Text extract →
________________________
# Hello from Calgary



## Jay R M (May 5, 2021)

Hi everyone, my name is Jay-R, im a welder by trade and im always trying to learn new things in metal working (and everything else life throws) and expand my knowledge.  I'm a garage hobbyist when im not working, I started my welding apprenticeship in 2007 and have been a journeyman since 2010.  I've come to a point where I want to learn more and do more than just weld pipe for oil and gas and feel that I only know a small fraction of my trade and metal working, hopefully I can learn and get help from people here and help out fellow members if I can.


----------



## 6.5 Fan (May 5, 2021)

Welcome from SK.


----------



## Crosche (May 5, 2021)

Welcome to the forum! Always good to have a welder in the mix.  
What machines do you have?

Cheers,

Chad


----------



## Dabbler (May 5, 2021)

Nice to have you here.


----------



## CalgaryPT (May 5, 2021)

Welcome Jay.


----------



## Hruul (May 5, 2021)

Welcome to the forum @Jay R M


----------



## Jay R M (May 6, 2021)

Crosche said:


> Welcome to the forum! Always good to have a welder in the mix.
________________________
The exercise →
Carry on the Calgary welder's forum introduction thread, starting right after its last line. The entries after this point come from a separate source.

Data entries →
________________________
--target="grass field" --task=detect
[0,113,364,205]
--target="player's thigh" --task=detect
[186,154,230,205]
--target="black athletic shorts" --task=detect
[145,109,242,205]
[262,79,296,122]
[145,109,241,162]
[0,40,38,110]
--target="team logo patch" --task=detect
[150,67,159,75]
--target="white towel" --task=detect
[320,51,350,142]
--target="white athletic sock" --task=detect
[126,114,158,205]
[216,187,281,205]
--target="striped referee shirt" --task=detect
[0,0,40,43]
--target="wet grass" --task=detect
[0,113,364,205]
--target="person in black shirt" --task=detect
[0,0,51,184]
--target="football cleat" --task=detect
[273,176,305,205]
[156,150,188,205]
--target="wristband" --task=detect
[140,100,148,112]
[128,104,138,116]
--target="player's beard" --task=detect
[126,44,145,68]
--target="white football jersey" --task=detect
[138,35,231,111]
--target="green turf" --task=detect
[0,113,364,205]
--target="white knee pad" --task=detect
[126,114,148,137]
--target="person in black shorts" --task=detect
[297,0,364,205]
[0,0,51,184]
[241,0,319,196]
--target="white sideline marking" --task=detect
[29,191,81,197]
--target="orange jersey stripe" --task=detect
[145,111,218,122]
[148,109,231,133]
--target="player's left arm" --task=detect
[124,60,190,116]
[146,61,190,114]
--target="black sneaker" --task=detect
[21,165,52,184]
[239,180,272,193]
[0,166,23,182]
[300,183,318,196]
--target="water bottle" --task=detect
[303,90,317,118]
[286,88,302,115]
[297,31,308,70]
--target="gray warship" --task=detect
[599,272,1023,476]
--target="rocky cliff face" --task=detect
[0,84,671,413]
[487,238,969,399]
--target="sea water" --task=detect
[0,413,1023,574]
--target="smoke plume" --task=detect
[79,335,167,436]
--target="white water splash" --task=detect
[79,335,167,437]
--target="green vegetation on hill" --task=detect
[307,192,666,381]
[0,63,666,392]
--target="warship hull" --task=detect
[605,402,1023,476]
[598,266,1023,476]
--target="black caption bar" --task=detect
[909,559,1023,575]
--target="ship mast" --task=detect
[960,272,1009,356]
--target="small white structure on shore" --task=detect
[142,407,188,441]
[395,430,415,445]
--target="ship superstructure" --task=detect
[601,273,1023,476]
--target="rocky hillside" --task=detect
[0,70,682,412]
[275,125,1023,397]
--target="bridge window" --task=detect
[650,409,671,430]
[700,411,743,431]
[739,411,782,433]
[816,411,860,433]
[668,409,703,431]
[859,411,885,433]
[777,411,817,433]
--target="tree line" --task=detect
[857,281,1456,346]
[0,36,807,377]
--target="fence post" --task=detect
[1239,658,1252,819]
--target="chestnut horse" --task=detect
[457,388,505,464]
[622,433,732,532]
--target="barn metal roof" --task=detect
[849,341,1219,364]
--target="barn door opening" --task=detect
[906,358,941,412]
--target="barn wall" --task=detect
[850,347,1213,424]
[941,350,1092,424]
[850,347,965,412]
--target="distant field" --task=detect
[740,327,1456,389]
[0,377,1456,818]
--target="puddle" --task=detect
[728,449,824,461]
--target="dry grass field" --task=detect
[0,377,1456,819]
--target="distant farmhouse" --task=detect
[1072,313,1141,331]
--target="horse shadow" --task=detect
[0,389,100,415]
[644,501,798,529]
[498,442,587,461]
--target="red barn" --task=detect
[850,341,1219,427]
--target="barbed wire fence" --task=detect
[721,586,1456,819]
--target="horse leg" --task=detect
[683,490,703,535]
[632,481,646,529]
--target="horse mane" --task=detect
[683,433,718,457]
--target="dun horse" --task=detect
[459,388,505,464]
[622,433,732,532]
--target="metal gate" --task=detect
________________________
Response to the task →
> What machines do you have?
> 
> Cheers,
> ...



Miller dynasty 210dx
Miller 252p
Miller pipepro 400
Miller xmt 350
Miller field pro suitcase
Miller 12rc suitcase


----------



## Jay R M (May 6, 2021)

Hi all


----------



## Swharfin' (May 6, 2021)

Welcome Jay


----------



## Dabbler (May 6, 2021)

Hey Jay - fello 'blue lover here.  Millermatic 250 and EconoTIG.


----------



## Crosche (May 6, 2021)

Jay R M said:


> Miller dynasty 210dx
> Miller 252p
> Miller pipepro 400
> Miller xmt 350
> ...




Wow, That's a lot of welding equipment!


----------



## Dusty (May 6, 2021)

Hello Jay, welders make up the fabric o this forum. Enjoy!


----------



## Tom O (May 6, 2021)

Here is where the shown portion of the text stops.